Фрагмент текста
По мнению аналитиков, «наиболее слабой стороной российской инновационной системы является институциональная среда, в рамках которой пока не созданы эффективные механизмы взаимодействия государственного и частного бизнеса в ходе реализации инновационных проектов, не решены задачи сквозного непрерывного финансирования всех стадий инновационного цикла, не созданы предпосылки для развития венчурного бизнеса, обеспечивающего поддержку наиболее рискованных стадий инновационного процесса» (Ленчук, 2006: 159). К основным показателям состояния инновационной среды, создающей условия и предпосылки модернизации, принято относить такие, как экономическая свобода, уровень коррупции, бюрократические барьеры, совокупность условий для малого и среднего бизнеса, конкурентоспособность, доступность венчурного капитала, отношение общества к коммерческому успеху, степень защищенности от криминала и произвола чиновников, уровень исполнения контрактов (Симонян, 2010).

Извлечённые данные

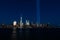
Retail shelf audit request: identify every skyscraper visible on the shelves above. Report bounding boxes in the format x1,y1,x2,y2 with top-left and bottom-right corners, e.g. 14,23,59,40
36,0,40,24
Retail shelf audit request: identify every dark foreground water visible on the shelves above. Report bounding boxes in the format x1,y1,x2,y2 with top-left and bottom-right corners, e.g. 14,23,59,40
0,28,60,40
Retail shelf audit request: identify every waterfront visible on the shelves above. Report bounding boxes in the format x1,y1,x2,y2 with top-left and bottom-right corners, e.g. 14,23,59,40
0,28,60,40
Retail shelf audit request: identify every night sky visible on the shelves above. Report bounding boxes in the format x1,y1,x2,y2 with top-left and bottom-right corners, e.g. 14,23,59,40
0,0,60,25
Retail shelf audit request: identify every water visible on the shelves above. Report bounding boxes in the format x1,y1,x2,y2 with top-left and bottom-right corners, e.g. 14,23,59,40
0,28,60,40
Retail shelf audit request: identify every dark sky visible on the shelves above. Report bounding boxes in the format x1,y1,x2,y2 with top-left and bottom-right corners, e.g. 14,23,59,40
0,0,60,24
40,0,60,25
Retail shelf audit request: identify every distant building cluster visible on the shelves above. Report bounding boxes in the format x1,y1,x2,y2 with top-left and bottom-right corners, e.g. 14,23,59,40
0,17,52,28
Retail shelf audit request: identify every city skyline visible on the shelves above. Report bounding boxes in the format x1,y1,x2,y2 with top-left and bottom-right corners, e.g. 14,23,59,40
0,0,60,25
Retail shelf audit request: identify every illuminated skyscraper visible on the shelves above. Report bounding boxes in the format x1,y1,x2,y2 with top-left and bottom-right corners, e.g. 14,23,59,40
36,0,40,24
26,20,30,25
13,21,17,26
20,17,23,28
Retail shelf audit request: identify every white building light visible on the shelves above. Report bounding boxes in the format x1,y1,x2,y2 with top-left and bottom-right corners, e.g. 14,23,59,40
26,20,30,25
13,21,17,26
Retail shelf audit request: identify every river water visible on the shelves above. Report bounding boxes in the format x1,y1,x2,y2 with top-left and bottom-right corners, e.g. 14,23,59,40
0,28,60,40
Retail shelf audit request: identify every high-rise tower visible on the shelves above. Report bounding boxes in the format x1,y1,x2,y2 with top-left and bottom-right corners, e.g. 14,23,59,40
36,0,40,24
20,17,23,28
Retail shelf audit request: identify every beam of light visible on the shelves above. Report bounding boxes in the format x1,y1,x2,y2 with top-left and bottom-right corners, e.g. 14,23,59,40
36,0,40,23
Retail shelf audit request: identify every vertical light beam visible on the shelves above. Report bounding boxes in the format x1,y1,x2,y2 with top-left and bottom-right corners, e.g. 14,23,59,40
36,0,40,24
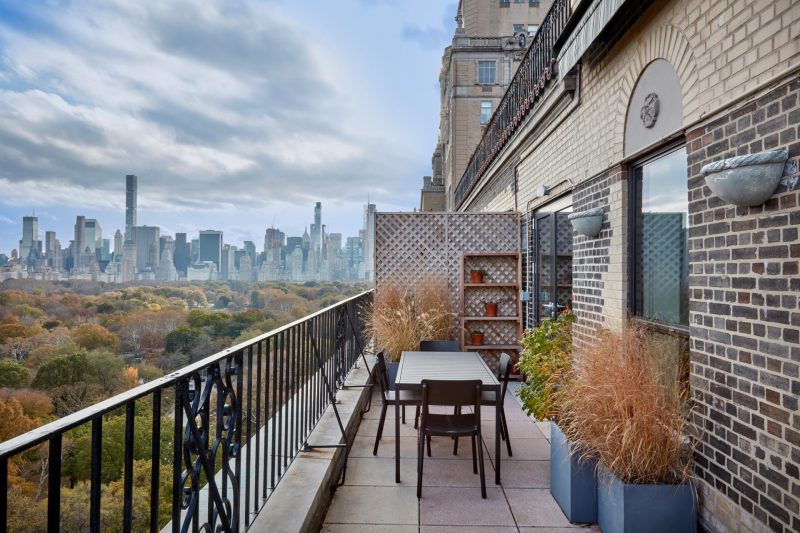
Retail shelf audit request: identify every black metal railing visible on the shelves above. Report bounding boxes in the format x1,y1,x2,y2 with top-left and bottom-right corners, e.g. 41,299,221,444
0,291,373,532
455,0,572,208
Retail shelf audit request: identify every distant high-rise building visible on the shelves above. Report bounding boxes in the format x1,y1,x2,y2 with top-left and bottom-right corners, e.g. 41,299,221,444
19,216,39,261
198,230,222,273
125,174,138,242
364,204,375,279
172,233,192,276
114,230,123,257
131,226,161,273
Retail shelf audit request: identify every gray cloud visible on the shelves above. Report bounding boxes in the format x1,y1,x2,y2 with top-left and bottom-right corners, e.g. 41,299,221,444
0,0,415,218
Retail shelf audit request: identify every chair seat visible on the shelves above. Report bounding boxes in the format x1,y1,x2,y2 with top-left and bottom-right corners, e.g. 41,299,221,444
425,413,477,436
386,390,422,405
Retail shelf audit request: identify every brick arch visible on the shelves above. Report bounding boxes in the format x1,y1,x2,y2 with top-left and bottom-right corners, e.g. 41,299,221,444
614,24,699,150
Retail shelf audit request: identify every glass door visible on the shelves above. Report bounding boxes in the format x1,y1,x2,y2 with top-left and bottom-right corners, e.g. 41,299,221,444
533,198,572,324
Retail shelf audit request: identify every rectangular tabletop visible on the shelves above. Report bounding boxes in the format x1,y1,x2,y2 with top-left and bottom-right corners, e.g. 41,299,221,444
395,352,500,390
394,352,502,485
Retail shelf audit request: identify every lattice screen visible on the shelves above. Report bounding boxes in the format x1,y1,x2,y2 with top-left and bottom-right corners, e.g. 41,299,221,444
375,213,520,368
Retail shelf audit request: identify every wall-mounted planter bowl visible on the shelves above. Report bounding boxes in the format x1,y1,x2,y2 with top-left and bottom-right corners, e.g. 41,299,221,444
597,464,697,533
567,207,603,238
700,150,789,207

...

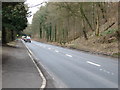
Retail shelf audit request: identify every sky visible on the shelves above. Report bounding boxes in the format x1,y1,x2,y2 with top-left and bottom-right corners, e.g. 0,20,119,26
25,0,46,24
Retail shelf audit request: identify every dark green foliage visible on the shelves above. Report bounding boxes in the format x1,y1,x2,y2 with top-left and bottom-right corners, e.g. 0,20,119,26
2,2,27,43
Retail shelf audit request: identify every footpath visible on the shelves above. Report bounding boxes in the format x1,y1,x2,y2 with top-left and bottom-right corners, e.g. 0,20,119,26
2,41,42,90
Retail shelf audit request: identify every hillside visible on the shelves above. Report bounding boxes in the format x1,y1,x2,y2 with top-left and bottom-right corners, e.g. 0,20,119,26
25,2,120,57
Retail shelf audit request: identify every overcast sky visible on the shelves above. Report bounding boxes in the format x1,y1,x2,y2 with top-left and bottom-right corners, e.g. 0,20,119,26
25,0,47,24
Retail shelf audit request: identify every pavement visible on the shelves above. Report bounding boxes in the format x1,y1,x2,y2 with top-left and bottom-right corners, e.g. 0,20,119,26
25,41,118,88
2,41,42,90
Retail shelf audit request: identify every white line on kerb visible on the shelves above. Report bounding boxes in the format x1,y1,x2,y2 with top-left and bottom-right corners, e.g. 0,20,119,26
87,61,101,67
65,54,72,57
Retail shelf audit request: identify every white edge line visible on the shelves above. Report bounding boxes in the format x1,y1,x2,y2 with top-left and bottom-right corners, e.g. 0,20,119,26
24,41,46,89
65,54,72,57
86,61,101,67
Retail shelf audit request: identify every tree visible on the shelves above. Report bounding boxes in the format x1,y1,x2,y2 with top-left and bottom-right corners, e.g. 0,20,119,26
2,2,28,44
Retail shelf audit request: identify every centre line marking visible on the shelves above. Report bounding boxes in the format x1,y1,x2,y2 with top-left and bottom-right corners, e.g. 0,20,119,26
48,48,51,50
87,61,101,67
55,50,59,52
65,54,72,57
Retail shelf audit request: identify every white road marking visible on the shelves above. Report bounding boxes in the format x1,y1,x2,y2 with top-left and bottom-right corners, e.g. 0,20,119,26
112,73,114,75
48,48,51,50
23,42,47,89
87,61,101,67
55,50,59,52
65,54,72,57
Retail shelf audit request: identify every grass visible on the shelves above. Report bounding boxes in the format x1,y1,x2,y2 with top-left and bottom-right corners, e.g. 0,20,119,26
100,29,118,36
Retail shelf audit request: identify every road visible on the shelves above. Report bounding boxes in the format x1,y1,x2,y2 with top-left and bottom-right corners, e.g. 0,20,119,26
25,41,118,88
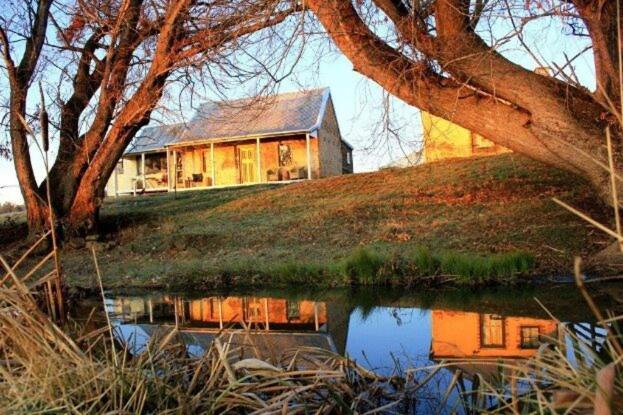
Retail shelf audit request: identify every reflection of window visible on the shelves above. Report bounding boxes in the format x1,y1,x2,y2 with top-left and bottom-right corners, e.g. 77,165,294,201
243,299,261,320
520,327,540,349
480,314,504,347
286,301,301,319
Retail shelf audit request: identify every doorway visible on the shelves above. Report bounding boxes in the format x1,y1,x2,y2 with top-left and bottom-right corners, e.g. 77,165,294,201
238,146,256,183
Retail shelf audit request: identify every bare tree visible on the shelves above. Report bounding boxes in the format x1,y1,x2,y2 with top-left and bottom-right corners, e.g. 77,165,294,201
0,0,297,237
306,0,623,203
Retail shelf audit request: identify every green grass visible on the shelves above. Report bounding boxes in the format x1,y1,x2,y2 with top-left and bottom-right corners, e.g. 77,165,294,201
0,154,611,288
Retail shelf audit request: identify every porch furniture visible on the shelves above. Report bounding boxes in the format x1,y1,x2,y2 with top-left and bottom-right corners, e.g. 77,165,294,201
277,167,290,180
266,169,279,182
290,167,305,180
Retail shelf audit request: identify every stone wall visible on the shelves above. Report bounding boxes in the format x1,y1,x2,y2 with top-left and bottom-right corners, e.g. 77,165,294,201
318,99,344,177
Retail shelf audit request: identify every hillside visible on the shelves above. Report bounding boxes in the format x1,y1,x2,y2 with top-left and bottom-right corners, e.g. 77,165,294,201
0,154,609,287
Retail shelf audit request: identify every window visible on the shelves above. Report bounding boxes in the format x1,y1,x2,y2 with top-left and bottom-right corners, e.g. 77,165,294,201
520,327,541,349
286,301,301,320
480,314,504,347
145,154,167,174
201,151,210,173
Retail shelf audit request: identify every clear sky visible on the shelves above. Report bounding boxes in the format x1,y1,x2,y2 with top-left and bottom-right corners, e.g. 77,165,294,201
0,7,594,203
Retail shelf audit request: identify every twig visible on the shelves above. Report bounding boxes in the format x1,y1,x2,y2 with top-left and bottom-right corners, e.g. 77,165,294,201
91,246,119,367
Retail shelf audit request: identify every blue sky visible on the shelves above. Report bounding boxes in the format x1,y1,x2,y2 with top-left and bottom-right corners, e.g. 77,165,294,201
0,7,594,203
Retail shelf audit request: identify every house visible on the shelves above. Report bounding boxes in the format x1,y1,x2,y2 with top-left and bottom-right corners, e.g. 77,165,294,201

Что требуется
• 1. Какую сторону российской инновационной системы аналитики, согласно фрагменту текста об инновационной среде, считают наиболее слабой?
• 2. Определите, соответствуют ли фрагменту текста об инновационной среде следующие утверждения. Для каждого ответьте «да» или «нет» и приведите решающие слова из фрагмента:
(а) в институциональной среде уже созданы эффективные механизмы взаимодействия государственного и частного бизнеса;
(б) уровень коррупции относят к показателям состояния инновационной среды;
(в) венчурный бизнес обеспечивает поддержку наиболее рискованных стадий инновационного процесса.

Решения заданий
• 1. Институциональную среду.

• 2.
(а) Нет: «пока не созданы эффективные механизмы взаимодействия государственного и частного бизнеса».
(б) Да: «К основным показателям состояния инновационной среды, создающей условия и предпосылки модернизации, принято относить такие, как экономическая свобода, уровень коррупции».
(в) Да: «венчурного бизнеса, обеспечивающего поддержку наиболее рискованных стадий инновационного процесса».